■ **LISTED ENTRIES**

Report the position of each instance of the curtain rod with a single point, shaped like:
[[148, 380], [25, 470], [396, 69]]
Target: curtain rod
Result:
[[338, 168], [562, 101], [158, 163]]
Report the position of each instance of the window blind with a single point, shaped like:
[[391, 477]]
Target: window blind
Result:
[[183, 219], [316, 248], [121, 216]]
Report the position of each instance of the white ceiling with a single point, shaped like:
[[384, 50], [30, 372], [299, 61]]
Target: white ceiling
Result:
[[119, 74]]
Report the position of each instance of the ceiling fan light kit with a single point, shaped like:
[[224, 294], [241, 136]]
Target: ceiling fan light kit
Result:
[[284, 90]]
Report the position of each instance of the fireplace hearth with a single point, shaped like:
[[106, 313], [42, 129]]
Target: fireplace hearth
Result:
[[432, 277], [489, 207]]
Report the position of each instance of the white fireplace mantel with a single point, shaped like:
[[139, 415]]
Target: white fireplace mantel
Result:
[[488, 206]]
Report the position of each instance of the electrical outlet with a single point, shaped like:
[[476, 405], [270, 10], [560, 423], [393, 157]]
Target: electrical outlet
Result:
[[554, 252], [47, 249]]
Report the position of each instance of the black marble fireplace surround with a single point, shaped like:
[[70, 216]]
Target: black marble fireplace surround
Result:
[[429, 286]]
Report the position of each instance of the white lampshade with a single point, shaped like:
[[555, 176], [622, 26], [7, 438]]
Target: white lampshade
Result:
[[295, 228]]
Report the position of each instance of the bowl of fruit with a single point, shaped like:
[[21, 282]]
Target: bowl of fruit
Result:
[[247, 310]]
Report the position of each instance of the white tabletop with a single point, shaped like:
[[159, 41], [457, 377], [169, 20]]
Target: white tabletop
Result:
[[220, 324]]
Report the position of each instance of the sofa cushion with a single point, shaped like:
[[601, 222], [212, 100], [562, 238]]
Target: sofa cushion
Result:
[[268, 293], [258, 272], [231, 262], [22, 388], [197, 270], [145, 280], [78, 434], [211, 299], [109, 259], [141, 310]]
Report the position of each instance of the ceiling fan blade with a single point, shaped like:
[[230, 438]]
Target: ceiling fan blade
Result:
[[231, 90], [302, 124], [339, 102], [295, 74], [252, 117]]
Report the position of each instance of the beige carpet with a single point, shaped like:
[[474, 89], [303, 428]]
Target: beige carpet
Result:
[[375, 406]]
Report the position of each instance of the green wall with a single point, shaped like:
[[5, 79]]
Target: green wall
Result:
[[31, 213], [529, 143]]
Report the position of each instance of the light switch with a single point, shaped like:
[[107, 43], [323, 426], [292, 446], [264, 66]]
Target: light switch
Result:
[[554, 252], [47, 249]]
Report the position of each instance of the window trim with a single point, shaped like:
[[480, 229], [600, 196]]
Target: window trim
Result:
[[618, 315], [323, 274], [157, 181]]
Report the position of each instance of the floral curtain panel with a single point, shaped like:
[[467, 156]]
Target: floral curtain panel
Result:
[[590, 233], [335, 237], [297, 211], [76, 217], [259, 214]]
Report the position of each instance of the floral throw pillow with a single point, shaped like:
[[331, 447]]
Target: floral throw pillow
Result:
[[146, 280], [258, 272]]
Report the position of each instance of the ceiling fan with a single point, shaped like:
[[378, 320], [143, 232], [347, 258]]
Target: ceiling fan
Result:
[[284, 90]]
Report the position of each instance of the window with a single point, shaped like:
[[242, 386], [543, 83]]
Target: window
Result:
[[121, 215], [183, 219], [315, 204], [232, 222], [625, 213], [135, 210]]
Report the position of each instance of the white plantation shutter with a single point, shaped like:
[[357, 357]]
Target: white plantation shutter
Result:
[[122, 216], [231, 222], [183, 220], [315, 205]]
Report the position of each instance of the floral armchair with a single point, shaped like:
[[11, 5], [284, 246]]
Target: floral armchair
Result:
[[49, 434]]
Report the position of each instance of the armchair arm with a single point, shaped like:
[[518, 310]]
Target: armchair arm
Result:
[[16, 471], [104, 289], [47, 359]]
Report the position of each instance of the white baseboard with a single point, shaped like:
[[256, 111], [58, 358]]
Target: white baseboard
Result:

■ **WRITTEN PROBLEM**
Recast the data above as a JSON list of strings, one string per line, leaving out blank lines.

■ **FINISHED TASK**
[
  "Report the position of each instance of the curtain rod with a single point, shaped like:",
  "[[148, 380], [25, 470], [396, 69]]",
  "Target: curtain rod",
  "Result:",
  "[[338, 168], [562, 101], [158, 163]]",
  "Report the position of each instance of the window blind with a single point, shaped like:",
  "[[391, 477]]",
  "Target: window blind",
  "Result:",
  "[[183, 219], [316, 248], [121, 216]]",
  "Report the position of each instance of the white ceiling with a single point, shaped like:",
  "[[384, 50], [30, 372], [299, 61]]",
  "Target: white ceiling",
  "Result:",
  "[[119, 74]]",
  "Report the position of each instance of the ceiling fan light kit with a single point, shaped like:",
  "[[224, 294], [241, 136]]",
  "Target: ceiling fan light kit",
  "Result:",
  "[[284, 90]]",
  "Report the position of each instance of the fireplace hearth with a single point, shaped like:",
  "[[106, 313], [42, 129]]",
  "Target: fireplace hearth",
  "Result:",
  "[[432, 277], [489, 207]]",
  "Report the position of each instance of the white fireplace mantel with a single point, shaped like:",
  "[[139, 415]]",
  "Target: white fireplace mantel",
  "Result:",
  "[[488, 206]]",
  "Report the position of each instance of the electrical outlet with a single point, shaped like:",
  "[[476, 405], [270, 10], [560, 423], [393, 157]]",
  "Target: electrical outlet",
  "Result:",
  "[[554, 252], [47, 249]]",
  "Report the position of each instance of the black marble fireplace surround with a single point, shaped like:",
  "[[70, 216]]",
  "Target: black marble fireplace surround",
  "Result:",
  "[[429, 286]]",
  "Report the position of each instance of the white lampshade with a single point, shaped like:",
  "[[555, 176], [622, 26], [7, 438]]",
  "Target: white lampshade",
  "Result:",
  "[[295, 228]]",
  "Report the position of each instance of the bowl of fruit with a single point, shaped like:",
  "[[21, 282]]",
  "Target: bowl of fruit",
  "Result:",
  "[[247, 310]]",
  "Report the position of each instance of the white tabletop with a single point, shaped like:",
  "[[159, 41], [457, 377], [169, 20]]",
  "Target: white tabletop",
  "Result:",
  "[[220, 324]]",
  "Report the position of each instance of the sofa cushion with a single point, shaped like:",
  "[[601, 222], [212, 100], [562, 238]]",
  "Target: sofa cushion",
  "Result:",
  "[[268, 293], [258, 272], [231, 262], [22, 388], [197, 270], [145, 280], [78, 434], [211, 299], [109, 259], [141, 310]]",
  "Report the position of each instance of the ceiling fan blade with a single point, shaped like:",
  "[[230, 438]]",
  "Target: ceiling fan blade",
  "Result:",
  "[[231, 90], [302, 124], [339, 102], [295, 74], [252, 117]]",
  "Report the position of each instance of the beige carpet with a single point, shaped like:",
  "[[474, 89], [303, 428]]",
  "Target: beige carpet",
  "Result:",
  "[[375, 406]]",
  "Report the position of each instance of the green wall with a single point, shaped like:",
  "[[5, 79]]",
  "Target: green wall",
  "Result:",
  "[[31, 213], [529, 143]]",
  "Report the position of each instance of the light switch with a single point, shaped like:",
  "[[107, 43], [323, 426], [292, 446], [264, 66]]",
  "Target: light switch",
  "Result:",
  "[[554, 252], [47, 249]]",
  "Report the position of each instance of the window trim with a single point, shaped like:",
  "[[480, 229], [600, 196]]",
  "Target: window trim",
  "Result:",
  "[[618, 315], [323, 274], [157, 181]]",
  "Report the position of each instance of the floral curtain panel with a single point, shaped like:",
  "[[467, 156]]",
  "Target: floral curtain panel",
  "Result:",
  "[[590, 233], [335, 237], [297, 211], [76, 217], [259, 214]]",
  "Report the position of each instance of the floral throw pillow with a single point, shaped like:",
  "[[331, 447]]",
  "Target: floral throw pillow",
  "Result:",
  "[[146, 280], [258, 272]]",
  "Report the position of each instance of the ceiling fan with a single point, shaped like:",
  "[[378, 320], [143, 232], [347, 258]]",
  "Target: ceiling fan",
  "Result:",
  "[[284, 90]]",
  "Report the position of each instance of the window with a single point, shaped like:",
  "[[242, 386], [543, 83]]",
  "Target: window",
  "Result:",
  "[[121, 215], [183, 219], [315, 204], [232, 222], [625, 213], [135, 210]]",
  "Report the position of each instance of the white plantation shutter with a single point, shaped like:",
  "[[357, 357]]",
  "Target: white plantation shutter",
  "Result:",
  "[[122, 216], [231, 222], [183, 220], [315, 205]]",
  "Report the position of each instance of the floral armchair with a single point, shaped like:",
  "[[11, 5], [284, 246]]",
  "Target: floral armchair",
  "Result:",
  "[[49, 434]]",
  "Report the position of each instance of the armchair arm with a single point, shaped like:",
  "[[518, 310]]",
  "Target: armchair arm",
  "Result:",
  "[[16, 471], [104, 289], [47, 359]]",
  "Report the position of each instance of the white baseboard with a single point, shaped like:",
  "[[256, 111], [58, 358]]",
  "Target: white baseboard",
  "Result:"
]